(Selected text):

2.4.1 Darwin Core
Contents
2.4.1.1 Introduction to Darwin Core
Darwin Core is a body of standards (i.e., identifiers, labels, definitions) that facilitate sharing biodiversity informatics. It provides stable terms and vocabularies related to biological objects/data and their collection. Darwin Core is maintained by TDWG (Biodiversity Information Standards, formerly The International Working Group on Taxonomic Databases). Stable terms and vocabularies are important for ensuring the datasets in OBIS have consistently interpretable fields. By following Darwin Core standards, both data providers and users can be certain of the definition and quality of data.
2.4.1.1.1 History of Darwin Core and OBIS
The old OBIS schema was an OBIS extension to Darwin Core 1.2., which was based on Simple Darwin Core, a subset of Darwin Core which does not allow any structure beyond rows and columns. This old schema added some terms which were important for OBIS, but were not supported by Darwin Core at the time (e.g., start and end date and start and end latitude and longitude, depth range, lifestage, and terms for abundance, biomass and sample size).
In 2009, the Executive Committee of TDWG announced their ratification of an updated version of Darwin Core as a TDWG Standard. Ratified Darwin Core unifies specializations and innovations emerging from diverse communities, and provides guidelines for ongoing enhancement. The Darwin Core Quick Reference Guide links to TDWG’s term definitions and related practices for Ratified Darwin Core. We will discuss the relevance of terms in this guide further below.

(Dataset excerpts):
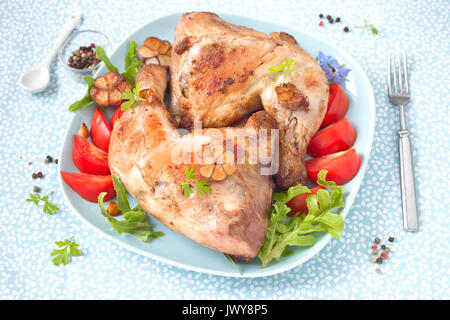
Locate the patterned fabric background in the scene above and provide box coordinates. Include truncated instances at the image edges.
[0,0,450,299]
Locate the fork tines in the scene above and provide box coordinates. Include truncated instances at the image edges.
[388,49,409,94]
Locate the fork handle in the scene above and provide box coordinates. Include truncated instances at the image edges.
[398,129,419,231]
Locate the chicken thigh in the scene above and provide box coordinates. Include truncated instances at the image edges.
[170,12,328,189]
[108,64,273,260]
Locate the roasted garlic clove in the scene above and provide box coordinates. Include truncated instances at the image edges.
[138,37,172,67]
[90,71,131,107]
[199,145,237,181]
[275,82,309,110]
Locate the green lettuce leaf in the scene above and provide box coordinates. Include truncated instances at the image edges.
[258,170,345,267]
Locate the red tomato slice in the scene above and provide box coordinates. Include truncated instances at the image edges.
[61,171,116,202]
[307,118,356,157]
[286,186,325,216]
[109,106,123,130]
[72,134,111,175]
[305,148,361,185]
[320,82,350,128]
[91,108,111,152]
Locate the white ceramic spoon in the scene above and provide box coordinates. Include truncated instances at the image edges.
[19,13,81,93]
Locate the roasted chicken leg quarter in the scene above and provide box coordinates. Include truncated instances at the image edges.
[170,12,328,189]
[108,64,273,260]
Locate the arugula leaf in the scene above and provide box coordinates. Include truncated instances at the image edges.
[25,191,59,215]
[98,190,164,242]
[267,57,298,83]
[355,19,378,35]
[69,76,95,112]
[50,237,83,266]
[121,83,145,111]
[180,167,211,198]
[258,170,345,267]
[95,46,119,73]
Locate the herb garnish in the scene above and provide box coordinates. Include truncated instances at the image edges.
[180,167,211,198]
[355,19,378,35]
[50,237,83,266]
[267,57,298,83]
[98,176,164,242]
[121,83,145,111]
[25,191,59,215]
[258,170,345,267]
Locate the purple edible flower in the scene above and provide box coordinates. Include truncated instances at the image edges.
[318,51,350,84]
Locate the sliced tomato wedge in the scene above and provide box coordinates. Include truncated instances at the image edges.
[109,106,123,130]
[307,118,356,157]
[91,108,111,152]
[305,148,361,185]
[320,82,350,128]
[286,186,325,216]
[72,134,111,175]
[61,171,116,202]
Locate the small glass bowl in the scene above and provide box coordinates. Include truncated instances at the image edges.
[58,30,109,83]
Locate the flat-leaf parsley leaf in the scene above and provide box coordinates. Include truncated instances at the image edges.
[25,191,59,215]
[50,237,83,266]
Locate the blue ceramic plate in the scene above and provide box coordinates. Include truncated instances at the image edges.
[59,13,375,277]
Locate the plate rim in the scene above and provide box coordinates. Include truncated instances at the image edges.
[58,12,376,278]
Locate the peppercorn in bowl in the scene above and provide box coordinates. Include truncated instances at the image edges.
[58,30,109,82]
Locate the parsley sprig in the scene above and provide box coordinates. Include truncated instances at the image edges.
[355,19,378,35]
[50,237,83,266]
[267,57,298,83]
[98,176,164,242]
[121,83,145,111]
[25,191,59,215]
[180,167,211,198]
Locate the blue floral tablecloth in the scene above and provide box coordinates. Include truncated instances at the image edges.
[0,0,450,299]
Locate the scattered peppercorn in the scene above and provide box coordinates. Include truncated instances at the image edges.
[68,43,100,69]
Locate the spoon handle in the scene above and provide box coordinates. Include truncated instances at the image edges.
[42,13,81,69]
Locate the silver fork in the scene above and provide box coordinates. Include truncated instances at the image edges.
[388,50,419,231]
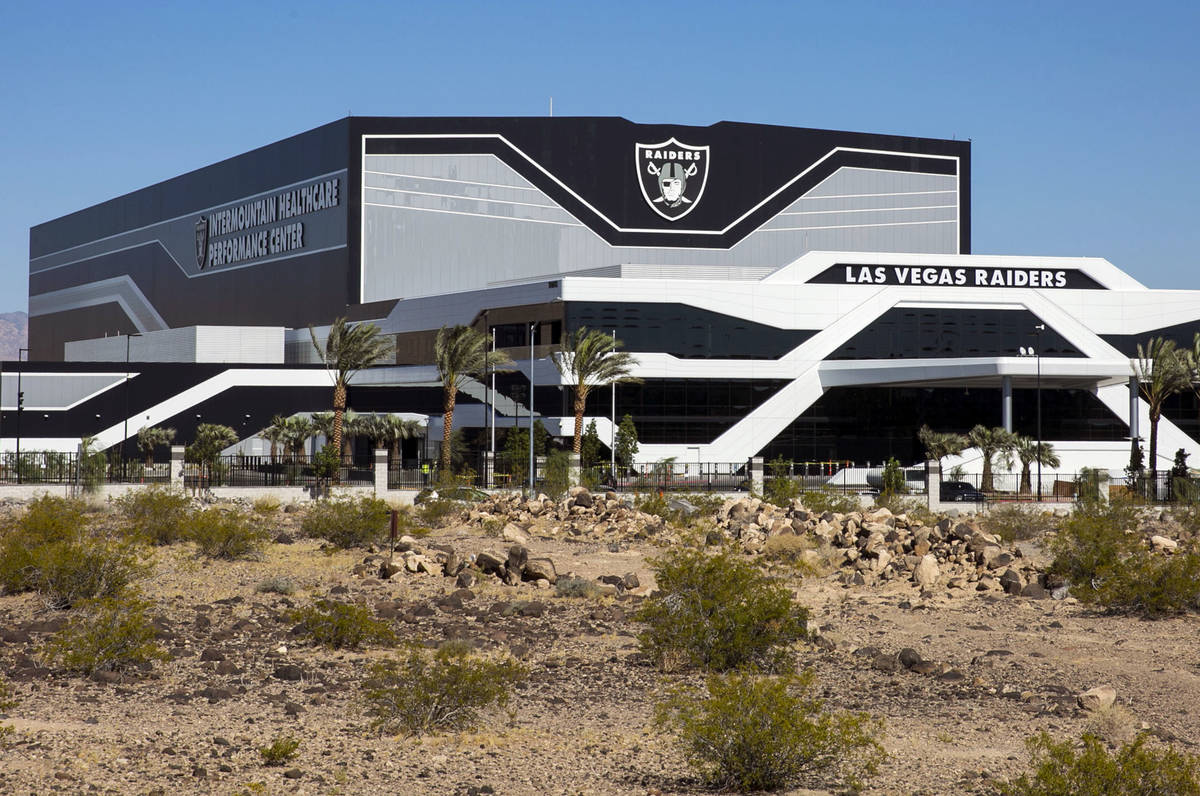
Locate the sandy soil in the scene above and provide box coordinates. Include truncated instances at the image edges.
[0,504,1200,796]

(Questions on the material):
a - Copy out the passage of the Darwin Core section starting at "In 2009, the" and ending at "guide further below.".
b - Extend the Darwin Core section from where it stops.

(Responses to the exercise):
a -
In 2009, the Executive Committee of TDWG announced their ratification of an updated version of Darwin Core as a TDWG Standard. Ratified Darwin Core unifies specializations and innovations emerging from diverse communities, and provides guidelines for ongoing enhancement. The Darwin Core Quick Reference Guide links to TDWG’s term definitions and related practices for Ratified Darwin Core. We will discuss the relevance of terms in this guide further below.

b -
In December 2013, the 3rd session of the IODE Steering Group for OBIS agreed to transition OBIS globally to the TDWG-Ratified version of Darwin Core, and the mapping of the (old) OBIS specific terms to Darwin Core can be found here.
2.4.1.2 Darwin Core (DwC) terms
DwC terms correspond to the column names of your dataset and can be grouped according to class type for convenience, e.g., Taxa, Occurrence, Record, Location, etc. It is important to use DwC field names because only columns using Darwin Core terms as headers will be recognized.
A list of all possible Darwin Core terms can be found on TDWG. However, OBIS does not parse all terms (note this doesn’t mean you cannot include them, they just will not be parsed when you publish to OBIS). Below is an overview of the most relevant Darwin Core terms to consider when contributing to OBIS, with guidelines regarding their use. We have also compiled a convenient checklist of OBIS-accepted terms, their DwC class type, and which OBIS file (Event Core, Occurrence, eMoF, etc.) it is likely to be found in.
Note that OBIS currently has seven required and one strongly recommended DwC term: occurrenceID
, eventDate
, decimalLongitude
, decimalLatitude
, scientificName
, occurrenceStatus
, basisOfRecord
, scientificNameID
(strongly recommended).
The following DwC terms are related to the Class Taxon:
- scientificName
- scientificNameID
- scientificNameAuthorship
- kingdom
- taxonRank
- taxonRemarks
The following DwC terms are related to the Class Identification:
- identifiedBy
- dateIdentified
- identificationReferences
- identificationRemarks
- identificationQualifier
- typeStatus
The following DwC terms are related to the Class Occurrence:
- occurrenceID
- occurrenceStatus
- recordedBy
- individualCount (OBIS recommends to add measurements to eMoF)
- organismQuantity (OBIS recommends to add measurements to eMoF)
- organismQuantityType (OBIS recommends to add measurements to eMoF)
- sex (OBIS recommends to add measurements to eMoF)
- lifeStage (OBIS recommends to add measurements to eMoF)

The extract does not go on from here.